Document passage →
----
Bladder Infections (Cystitis) Affecting Dogs

Written by Amelie Krause, Vet
Cystitis in Dogs

Bladder infections affecting dogs (cystitis) mostly emerge in connection to the urethra being inflamed, so it should not be treated in isolation. The urethra and bladder are known together as the lower urinary tract.


Bacteria play the most significant role in infections of the lower urinary tract affecting dogs. These bacteria are found on the skin surrounding the genitals and can ascend above the urethra in the bladder (known as ascending infections). An infection of the lower urinary tract can affect dogs of both sexes and all ages. In principle though, females are most commonly affected since their urethra is relatively short compared to that of males. In addition, neutered females are particularly susceptible to infection due to the weakening of the bladder sphincter. It is easier for bacteria to enter the urethra from this area. The bacteria are mostly intestinal pathogens like E. coli or enterococci, as well as proteus, staphylococci, rare pseudomonas and other pathogens. Mostly just one pathogen is responsible for the infection and two or more can be detected in 25% of cases. Urinary crystals or stones can likewise be the cause of a bladder infection. The crystals or stones irritate the mucous membrane of the bladder and urethra, thereby disturbing its defensive mechanisms. In addition, changes to the anatomic structures like misalignment of the urinary organs can lead to infections. Other diseases such as diabetes mellitus or hyperadrenocorticism likewise disturb the immune system and reduce antibacterial urine properties, giving ascending infections an easy ride.
----
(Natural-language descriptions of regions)
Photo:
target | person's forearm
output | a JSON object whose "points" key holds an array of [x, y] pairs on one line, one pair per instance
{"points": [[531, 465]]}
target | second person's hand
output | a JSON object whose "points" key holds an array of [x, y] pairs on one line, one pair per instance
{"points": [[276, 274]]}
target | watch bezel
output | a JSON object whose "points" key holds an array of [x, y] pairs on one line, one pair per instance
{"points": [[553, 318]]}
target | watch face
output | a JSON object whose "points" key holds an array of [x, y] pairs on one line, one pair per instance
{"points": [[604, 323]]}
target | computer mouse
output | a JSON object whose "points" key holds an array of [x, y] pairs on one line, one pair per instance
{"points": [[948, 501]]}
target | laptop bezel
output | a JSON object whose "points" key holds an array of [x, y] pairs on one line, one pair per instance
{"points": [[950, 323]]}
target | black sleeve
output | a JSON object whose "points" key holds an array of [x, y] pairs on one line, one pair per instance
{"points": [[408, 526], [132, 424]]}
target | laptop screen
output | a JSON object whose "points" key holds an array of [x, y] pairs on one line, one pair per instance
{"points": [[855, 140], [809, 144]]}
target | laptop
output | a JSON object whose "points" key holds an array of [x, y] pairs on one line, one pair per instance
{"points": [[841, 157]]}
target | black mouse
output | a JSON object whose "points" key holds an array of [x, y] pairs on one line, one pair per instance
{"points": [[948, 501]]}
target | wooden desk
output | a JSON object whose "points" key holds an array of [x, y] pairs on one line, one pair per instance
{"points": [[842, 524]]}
----
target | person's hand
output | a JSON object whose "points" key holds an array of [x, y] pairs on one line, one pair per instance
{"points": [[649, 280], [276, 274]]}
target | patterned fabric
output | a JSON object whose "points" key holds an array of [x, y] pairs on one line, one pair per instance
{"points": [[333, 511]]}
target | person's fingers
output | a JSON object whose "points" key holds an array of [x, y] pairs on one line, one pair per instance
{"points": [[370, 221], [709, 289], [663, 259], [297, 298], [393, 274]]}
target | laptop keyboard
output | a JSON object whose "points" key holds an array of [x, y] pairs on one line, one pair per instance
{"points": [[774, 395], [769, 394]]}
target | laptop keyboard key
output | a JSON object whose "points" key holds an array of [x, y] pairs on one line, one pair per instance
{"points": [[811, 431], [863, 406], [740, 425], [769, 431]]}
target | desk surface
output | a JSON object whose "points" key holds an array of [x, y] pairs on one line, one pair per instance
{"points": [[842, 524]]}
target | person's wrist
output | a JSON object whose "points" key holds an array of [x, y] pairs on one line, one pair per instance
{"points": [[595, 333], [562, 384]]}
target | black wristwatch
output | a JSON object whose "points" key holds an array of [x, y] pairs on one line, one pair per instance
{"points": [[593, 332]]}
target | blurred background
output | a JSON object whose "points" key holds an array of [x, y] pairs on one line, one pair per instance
----
Activity list →
1. From the article on bladder infections in dogs, write out everything from "Bladder Infections (Cystitis)" down to "lower urinary tract.".
2. Answer these questions using the article on bladder infections in dogs.
(a) What are the urethra and bladder known as together?
(b) Why are females most commonly affected by lower urinary tract infections?
(c) In what percentage of cases can two or more pathogens be detected?

Solutions to each task →
1.
Bladder Infections (Cystitis) Affecting Dogs

Written by Amelie Krause, Vet
Cystitis in Dogs

Bladder infections affecting dogs (cystitis) mostly emerge in connection to the urethra being inflamed, so it should not be treated in isolation. The urethra and bladder are known together as the lower urinary tract.

2.
(a) The lower urinary tract.
(b) Their urethra is relatively short compared to that of males.
(c) 25%.